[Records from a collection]
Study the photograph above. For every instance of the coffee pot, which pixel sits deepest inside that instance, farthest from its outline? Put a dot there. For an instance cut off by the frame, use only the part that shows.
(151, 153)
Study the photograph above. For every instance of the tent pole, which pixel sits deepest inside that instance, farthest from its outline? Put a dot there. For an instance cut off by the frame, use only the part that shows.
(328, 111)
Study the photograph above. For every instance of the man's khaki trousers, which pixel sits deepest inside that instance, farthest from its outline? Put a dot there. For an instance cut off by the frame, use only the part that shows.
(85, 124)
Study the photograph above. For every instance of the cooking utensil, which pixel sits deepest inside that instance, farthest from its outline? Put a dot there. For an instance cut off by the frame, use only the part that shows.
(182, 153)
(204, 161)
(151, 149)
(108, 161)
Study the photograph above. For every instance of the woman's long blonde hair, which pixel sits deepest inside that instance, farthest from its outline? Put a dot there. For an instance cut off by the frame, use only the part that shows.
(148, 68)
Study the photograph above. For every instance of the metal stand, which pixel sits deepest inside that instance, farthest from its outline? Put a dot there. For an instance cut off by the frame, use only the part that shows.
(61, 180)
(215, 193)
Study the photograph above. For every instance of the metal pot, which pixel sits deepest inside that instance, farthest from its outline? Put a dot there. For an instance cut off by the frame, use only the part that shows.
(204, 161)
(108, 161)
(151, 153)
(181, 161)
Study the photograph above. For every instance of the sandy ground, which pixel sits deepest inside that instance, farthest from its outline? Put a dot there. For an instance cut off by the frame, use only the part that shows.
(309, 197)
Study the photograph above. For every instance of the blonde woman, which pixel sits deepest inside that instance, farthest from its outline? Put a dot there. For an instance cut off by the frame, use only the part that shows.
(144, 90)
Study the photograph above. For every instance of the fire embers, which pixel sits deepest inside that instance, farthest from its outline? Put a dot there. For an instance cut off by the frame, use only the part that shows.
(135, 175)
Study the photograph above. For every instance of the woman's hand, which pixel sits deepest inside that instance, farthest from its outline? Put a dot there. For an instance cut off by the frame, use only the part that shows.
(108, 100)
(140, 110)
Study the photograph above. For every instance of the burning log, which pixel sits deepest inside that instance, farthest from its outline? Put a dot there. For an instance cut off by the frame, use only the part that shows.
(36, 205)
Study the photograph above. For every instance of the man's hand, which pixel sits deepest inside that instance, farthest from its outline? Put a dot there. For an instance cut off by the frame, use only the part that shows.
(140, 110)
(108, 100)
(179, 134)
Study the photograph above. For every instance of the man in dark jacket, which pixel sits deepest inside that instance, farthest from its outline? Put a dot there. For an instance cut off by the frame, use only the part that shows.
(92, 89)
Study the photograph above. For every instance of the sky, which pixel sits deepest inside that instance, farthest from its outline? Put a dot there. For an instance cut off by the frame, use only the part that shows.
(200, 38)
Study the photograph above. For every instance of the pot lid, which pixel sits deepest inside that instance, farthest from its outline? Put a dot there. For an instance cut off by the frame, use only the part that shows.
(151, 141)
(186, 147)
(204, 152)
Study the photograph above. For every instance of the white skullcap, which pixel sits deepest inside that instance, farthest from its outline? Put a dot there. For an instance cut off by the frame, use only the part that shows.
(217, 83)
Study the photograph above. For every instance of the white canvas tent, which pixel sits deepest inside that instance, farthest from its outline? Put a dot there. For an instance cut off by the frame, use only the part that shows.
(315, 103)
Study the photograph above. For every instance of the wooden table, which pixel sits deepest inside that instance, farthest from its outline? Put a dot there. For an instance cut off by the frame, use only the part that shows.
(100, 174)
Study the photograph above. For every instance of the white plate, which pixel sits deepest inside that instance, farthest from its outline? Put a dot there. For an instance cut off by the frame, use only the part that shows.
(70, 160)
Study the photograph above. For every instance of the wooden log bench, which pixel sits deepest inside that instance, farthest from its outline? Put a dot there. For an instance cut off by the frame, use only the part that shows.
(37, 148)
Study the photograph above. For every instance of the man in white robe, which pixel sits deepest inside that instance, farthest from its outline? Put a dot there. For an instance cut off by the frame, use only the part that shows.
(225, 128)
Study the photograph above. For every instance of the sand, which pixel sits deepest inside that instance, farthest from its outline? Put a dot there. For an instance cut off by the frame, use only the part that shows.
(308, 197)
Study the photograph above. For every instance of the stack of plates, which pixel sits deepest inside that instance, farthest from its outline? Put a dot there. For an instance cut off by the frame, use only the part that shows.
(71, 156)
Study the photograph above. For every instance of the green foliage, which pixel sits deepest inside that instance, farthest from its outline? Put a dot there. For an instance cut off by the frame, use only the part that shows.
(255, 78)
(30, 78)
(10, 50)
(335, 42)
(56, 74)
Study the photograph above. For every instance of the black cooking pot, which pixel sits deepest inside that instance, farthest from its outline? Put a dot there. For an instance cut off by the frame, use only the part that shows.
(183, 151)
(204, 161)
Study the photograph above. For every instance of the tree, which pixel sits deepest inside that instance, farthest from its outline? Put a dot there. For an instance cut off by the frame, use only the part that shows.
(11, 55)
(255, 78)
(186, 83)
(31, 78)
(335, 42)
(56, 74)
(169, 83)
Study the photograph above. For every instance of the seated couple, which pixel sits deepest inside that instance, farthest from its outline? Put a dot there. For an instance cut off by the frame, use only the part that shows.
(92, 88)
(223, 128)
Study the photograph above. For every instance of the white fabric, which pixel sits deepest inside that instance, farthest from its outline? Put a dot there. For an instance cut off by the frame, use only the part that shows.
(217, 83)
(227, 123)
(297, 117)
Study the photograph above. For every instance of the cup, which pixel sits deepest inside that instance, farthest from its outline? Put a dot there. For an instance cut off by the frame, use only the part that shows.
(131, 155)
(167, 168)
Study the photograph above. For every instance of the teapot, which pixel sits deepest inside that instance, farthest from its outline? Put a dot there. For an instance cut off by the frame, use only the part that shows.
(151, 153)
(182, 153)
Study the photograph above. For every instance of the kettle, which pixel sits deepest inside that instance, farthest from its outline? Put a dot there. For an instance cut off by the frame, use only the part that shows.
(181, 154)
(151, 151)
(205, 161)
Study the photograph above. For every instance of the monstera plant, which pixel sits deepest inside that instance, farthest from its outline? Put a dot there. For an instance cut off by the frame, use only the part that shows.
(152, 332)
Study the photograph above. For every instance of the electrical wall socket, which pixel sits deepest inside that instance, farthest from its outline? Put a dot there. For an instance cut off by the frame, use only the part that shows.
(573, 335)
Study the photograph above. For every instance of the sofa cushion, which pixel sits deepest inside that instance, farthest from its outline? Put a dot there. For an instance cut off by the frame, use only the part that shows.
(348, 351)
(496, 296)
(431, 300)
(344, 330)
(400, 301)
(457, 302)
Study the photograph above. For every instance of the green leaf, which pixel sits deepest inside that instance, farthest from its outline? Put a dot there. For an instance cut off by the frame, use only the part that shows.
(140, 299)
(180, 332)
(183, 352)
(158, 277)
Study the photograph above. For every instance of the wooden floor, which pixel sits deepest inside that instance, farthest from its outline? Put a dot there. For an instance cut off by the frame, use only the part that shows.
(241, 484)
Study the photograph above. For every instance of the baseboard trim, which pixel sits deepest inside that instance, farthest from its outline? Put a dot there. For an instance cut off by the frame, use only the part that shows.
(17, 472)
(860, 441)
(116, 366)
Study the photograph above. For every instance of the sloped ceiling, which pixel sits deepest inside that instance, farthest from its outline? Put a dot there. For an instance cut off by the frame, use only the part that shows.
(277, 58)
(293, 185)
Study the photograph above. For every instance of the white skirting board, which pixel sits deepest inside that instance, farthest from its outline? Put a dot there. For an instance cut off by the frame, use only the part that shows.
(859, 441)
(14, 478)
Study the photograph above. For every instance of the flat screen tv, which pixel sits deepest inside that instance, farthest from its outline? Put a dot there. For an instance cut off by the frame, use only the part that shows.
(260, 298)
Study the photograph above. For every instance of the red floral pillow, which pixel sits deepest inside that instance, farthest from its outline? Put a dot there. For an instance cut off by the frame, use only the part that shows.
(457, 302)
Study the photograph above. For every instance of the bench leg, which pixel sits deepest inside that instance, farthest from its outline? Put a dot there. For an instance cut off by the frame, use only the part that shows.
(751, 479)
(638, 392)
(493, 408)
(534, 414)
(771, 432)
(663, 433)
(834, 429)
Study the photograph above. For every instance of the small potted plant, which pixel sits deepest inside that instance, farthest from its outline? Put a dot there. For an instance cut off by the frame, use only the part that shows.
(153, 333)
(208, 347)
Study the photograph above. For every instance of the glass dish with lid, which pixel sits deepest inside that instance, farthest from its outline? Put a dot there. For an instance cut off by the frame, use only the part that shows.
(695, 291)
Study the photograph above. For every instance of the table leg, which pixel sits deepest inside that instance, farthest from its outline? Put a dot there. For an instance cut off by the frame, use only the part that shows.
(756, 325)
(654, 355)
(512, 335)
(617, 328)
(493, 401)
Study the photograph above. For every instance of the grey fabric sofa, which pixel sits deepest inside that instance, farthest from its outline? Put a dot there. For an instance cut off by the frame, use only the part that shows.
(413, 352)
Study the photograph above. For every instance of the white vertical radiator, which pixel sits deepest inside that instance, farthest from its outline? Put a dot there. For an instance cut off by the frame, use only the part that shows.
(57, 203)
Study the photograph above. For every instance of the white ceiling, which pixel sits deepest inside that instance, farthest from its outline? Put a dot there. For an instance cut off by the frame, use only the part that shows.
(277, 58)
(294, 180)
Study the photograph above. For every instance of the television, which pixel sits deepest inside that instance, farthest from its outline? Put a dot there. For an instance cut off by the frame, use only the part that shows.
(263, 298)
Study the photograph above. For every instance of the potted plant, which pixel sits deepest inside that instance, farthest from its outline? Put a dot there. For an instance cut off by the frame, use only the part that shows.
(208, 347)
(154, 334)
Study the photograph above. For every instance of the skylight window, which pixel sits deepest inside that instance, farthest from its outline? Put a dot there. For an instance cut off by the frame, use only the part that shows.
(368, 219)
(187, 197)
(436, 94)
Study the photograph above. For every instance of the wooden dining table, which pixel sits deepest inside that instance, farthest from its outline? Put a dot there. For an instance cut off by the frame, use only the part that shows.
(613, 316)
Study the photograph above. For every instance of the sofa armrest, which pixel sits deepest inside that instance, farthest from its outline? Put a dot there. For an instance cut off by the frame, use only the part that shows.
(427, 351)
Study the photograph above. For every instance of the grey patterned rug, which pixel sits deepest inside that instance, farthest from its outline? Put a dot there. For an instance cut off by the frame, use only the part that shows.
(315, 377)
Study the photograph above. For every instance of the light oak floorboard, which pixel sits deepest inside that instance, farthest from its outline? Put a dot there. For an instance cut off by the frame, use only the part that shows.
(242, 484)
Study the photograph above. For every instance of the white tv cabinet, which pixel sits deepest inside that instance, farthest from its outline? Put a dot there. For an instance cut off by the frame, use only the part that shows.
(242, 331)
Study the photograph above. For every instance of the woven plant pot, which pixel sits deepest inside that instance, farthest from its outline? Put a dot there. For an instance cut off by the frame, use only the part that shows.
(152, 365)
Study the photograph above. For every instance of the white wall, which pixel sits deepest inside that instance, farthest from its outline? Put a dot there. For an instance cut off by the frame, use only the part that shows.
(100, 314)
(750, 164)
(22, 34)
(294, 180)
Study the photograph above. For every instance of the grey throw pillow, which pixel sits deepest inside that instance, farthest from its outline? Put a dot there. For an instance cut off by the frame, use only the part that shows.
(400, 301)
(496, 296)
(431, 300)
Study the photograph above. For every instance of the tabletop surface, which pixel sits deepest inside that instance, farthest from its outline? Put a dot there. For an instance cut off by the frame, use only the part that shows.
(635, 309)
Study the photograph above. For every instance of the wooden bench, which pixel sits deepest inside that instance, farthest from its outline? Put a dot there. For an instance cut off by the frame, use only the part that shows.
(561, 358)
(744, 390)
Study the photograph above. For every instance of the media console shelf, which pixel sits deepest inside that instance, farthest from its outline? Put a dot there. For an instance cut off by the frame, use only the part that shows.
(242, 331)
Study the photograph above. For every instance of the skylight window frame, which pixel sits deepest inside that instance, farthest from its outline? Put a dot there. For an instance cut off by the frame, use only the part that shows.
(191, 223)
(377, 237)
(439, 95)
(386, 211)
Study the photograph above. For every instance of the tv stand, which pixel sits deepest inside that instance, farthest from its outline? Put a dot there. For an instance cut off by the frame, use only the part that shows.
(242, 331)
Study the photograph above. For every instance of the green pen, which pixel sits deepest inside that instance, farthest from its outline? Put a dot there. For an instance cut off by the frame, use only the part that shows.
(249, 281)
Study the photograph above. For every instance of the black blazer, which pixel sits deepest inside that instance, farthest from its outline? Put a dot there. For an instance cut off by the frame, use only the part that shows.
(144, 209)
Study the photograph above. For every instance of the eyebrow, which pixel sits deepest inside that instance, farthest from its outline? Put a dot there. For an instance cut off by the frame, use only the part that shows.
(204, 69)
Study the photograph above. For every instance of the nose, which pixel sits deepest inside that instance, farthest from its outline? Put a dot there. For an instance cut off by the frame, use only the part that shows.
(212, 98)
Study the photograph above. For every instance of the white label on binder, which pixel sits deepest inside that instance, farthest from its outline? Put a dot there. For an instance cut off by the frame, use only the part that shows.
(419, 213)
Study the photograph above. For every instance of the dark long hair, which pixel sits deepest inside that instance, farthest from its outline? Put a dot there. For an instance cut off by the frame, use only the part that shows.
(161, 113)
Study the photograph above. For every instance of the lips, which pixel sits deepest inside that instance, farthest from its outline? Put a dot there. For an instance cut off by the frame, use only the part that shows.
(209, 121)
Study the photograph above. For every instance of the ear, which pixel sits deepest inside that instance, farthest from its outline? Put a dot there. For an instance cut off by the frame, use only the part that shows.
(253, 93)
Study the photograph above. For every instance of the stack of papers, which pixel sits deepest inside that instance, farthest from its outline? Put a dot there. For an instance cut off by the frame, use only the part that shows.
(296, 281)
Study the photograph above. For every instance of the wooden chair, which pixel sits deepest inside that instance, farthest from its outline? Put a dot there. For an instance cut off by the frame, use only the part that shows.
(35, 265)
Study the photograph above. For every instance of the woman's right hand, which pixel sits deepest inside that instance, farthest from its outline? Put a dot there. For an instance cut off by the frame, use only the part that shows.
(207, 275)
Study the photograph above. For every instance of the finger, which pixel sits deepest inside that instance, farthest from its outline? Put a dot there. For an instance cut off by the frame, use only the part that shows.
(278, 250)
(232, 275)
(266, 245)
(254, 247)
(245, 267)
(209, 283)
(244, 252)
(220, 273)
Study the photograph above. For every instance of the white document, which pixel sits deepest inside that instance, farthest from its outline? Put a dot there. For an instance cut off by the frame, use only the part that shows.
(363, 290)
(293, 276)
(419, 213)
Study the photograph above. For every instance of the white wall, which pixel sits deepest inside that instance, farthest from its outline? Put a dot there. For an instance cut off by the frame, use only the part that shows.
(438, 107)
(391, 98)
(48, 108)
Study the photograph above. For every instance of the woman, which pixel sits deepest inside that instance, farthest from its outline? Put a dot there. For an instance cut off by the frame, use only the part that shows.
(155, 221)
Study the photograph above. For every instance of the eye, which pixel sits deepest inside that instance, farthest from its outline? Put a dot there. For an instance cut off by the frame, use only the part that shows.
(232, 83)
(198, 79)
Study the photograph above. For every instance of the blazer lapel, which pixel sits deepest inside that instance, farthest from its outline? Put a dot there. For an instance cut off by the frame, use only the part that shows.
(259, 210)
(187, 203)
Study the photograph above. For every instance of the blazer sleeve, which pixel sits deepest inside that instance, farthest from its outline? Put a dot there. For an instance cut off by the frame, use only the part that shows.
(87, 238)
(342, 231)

» **TASK DESCRIPTION**:
Convert the lines running from the line containing "blazer sleeve, which" through the end of the records into a JSON list of strings, with one string per line and blank lines omitted.

» **EXERCISE ANSWER**:
[
  "Study the photograph above. For every instance of the blazer sleeve, which pixel sits deepest inside that instance, farthest from its outline? Put a dot there. For an instance cut off by the frame, use only the part that shows.",
  "(87, 238)",
  "(342, 231)"
]